*Stated exercise*
List every person named in the passage below about Max Ginsburg's teaching.

Max Ginsburg came out of a particular philosophy of painting in New York called the AshCan School. He taught us all to see beauty in the most unlikely of places, namely urban squalor. Where Rockwell or Benton or Grant Wood celebrated the American outdoors and the small town, Max Ginsburg saw the beauty of the inner streets, broken fire hydrants, the canyons of steel, where the sky is only visible where two buildings part. Mr Ginsburg once took us all out on a field trip to where a row of brownstone row houses were being demolished. He had us draw the rubble. I remember spending a day drawing the plane breaks and shadows on an alleyway dumpster. For models he would go to 23rd St Park and hire a homeless person with a pint of cheap wine, to come upstairs and pose for us.
Pretty heavy stuff for an 11th grader!

Art Babbitt used to teach us, once you know how to animate, the Goddess of Animation wants you to bring something of yourself to your work.

*Data entries*
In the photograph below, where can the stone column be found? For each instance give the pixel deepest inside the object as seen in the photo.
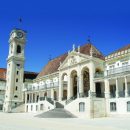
(91, 75)
(107, 88)
(117, 90)
(126, 87)
(60, 89)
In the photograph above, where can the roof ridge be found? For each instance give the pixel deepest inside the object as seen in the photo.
(121, 49)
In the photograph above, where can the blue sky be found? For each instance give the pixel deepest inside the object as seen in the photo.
(54, 25)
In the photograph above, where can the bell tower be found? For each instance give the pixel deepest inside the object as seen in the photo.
(15, 70)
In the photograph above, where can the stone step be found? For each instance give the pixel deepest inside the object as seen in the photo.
(59, 105)
(56, 113)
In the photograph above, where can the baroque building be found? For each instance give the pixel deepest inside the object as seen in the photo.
(83, 81)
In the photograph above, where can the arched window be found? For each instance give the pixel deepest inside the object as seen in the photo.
(81, 107)
(18, 49)
(128, 106)
(112, 106)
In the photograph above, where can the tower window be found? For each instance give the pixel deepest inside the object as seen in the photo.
(18, 49)
(112, 106)
(16, 88)
(16, 80)
(18, 65)
(15, 96)
(17, 72)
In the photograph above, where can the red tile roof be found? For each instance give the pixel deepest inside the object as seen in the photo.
(27, 74)
(121, 49)
(54, 64)
(2, 74)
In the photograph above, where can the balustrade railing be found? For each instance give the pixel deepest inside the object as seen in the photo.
(99, 74)
(44, 87)
(118, 70)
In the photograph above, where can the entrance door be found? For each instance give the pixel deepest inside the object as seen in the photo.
(113, 90)
(75, 86)
(98, 90)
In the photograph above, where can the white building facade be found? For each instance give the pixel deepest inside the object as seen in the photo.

*Solution for this problem*
Max Ginsburg
Rockwell
Benton
Grant Wood
Art Babbitt